EXERCISE GOAL:
Reproduce the listing below word for word, starting at its first line and ending at the line that contains "<point>513,23</point>", with both of those lines included.

MATERIAL:

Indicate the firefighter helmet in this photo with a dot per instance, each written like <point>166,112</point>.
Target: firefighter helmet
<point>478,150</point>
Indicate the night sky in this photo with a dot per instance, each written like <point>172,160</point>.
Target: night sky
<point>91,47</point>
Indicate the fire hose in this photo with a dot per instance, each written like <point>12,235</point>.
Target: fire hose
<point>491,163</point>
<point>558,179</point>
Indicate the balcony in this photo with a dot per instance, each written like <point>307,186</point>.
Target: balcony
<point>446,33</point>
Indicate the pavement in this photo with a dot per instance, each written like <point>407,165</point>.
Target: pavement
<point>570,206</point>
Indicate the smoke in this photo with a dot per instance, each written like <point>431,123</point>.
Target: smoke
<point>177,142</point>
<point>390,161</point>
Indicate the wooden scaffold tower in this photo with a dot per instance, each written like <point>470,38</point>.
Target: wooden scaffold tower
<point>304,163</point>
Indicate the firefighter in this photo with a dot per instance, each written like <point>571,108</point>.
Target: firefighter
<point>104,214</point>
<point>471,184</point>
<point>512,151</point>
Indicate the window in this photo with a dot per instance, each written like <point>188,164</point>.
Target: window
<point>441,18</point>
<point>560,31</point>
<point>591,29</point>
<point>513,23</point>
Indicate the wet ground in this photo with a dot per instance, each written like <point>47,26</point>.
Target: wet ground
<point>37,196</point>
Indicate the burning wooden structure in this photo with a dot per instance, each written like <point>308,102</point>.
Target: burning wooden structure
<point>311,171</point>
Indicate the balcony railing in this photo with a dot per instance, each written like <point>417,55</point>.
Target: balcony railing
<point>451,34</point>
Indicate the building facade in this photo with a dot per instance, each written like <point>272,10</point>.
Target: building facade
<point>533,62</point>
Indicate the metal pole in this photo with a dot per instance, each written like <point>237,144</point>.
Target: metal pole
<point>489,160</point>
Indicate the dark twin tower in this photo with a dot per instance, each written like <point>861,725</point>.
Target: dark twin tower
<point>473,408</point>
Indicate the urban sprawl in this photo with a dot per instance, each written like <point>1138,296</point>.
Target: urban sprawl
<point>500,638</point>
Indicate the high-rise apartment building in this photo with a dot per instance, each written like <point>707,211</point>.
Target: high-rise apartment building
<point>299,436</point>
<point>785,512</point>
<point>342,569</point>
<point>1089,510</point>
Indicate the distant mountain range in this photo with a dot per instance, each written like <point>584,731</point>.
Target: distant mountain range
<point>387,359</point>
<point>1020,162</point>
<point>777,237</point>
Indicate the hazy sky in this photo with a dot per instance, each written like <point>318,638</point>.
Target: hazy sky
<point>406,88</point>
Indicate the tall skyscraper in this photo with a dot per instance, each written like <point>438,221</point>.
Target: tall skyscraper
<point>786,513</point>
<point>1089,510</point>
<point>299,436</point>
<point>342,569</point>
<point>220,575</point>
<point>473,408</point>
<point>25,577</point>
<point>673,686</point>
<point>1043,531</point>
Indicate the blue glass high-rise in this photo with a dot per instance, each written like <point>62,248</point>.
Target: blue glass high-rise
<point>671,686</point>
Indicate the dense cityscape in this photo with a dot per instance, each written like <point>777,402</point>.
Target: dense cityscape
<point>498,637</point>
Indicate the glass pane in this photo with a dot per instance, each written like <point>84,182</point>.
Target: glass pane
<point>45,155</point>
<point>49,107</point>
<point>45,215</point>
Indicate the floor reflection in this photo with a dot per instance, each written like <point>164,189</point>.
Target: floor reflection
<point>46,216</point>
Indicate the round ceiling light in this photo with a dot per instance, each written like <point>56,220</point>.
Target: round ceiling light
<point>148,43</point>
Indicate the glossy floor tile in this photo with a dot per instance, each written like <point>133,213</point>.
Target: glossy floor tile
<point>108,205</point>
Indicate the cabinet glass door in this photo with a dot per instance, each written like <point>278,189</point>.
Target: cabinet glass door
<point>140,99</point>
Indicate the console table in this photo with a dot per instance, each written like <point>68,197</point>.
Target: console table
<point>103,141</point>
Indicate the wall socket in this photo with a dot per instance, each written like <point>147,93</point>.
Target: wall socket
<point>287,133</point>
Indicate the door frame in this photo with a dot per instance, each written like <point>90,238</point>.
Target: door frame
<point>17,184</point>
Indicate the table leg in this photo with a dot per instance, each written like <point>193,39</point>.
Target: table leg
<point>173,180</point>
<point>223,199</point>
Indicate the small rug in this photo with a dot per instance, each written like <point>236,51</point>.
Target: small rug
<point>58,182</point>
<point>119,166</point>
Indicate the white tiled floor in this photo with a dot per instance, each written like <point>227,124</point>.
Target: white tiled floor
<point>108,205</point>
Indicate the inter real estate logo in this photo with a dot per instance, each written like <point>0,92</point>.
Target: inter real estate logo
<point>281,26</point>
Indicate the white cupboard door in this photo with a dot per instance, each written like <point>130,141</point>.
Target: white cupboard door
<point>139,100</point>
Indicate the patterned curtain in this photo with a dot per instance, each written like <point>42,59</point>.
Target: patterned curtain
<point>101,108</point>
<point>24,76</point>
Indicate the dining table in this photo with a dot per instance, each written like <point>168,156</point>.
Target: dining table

TASK RESPONSE:
Indicate the firefighter helmet in this photo with a dot per instance, each written like <point>166,112</point>.
Target: firefighter helmet
<point>478,150</point>
Indicate the night sky in this photo with a dot per instance, each written like <point>172,160</point>.
Target: night sky
<point>91,47</point>
Indicate the fire hose in this photo with a dot per instance, each written like <point>12,235</point>.
Target: fire hose
<point>491,163</point>
<point>558,179</point>
Indicate the balcony in this photo with a dot per instance, each written like <point>307,186</point>.
Target: balcony
<point>446,33</point>
Indicate the pavement in this photo with a dot per instance, each written like <point>407,165</point>.
Target: pavement
<point>570,206</point>
Indicate the smoke in this photo with a dot per instance, each written like <point>431,123</point>.
Target: smoke
<point>177,142</point>
<point>390,161</point>
Indicate the wooden scaffold tower in this photo with a dot per instance, each written like <point>470,38</point>.
Target: wooden scaffold tower
<point>304,163</point>
Indicate the firefighter in this photo with a dot per instance, each written like <point>571,108</point>.
Target: firefighter
<point>104,214</point>
<point>471,184</point>
<point>512,151</point>
Indicate the window in this photo with a dot per instance, each written like <point>188,164</point>.
Target: window
<point>441,18</point>
<point>560,31</point>
<point>591,29</point>
<point>513,23</point>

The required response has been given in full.